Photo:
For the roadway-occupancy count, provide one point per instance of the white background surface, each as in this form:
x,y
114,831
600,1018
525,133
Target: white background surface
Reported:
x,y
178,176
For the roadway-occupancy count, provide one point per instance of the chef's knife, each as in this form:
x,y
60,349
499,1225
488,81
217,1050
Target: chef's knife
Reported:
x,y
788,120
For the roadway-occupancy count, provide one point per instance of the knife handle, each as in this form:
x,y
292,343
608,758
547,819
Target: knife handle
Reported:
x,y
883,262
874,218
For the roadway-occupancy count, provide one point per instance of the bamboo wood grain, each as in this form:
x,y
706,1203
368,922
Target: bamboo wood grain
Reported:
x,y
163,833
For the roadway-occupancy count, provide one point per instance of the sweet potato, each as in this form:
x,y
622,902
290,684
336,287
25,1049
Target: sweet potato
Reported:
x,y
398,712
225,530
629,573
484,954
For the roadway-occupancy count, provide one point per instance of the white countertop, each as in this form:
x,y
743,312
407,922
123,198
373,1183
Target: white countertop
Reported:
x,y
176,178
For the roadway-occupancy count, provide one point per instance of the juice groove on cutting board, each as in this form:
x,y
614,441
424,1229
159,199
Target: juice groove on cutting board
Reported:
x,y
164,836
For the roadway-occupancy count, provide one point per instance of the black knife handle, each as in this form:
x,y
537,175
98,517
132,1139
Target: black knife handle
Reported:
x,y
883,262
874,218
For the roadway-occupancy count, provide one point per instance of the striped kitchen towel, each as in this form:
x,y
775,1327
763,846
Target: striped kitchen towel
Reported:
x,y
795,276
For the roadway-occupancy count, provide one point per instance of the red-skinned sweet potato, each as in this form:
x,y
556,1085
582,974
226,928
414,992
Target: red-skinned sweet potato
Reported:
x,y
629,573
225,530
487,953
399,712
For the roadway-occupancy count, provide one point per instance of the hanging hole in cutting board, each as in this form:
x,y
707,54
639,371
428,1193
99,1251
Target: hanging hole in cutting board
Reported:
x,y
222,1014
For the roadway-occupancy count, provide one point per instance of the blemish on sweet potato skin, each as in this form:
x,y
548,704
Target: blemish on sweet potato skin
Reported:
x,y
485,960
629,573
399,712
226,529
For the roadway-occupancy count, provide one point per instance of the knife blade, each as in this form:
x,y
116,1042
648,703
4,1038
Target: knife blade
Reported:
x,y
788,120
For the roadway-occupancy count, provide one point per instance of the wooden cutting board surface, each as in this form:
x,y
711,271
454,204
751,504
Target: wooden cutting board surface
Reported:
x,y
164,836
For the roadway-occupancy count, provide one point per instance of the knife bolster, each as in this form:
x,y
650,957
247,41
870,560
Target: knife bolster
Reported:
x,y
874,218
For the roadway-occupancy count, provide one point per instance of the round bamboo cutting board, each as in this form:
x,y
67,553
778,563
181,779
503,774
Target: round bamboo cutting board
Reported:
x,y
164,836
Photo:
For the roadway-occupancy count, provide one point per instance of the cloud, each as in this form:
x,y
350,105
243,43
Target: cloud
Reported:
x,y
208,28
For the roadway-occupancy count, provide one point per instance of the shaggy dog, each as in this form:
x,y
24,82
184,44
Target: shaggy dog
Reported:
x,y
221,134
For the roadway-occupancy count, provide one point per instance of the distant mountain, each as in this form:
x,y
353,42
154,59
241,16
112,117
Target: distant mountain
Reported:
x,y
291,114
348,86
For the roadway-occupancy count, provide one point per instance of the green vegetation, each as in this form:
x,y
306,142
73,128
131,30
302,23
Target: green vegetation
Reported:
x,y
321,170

•••

* **Objective**
Begin at the line that has "of the green" and stop after the last line of the data, then write those lines out again, changing "green vegetation" to "leafy vegetation" and leaving everything else the same.

* **Full response**
For the roadway-occupancy count, provide one point per instance of the leafy vegetation, each as in this form:
x,y
306,142
73,128
131,30
302,23
Target: leafy vegetation
Reported:
x,y
321,170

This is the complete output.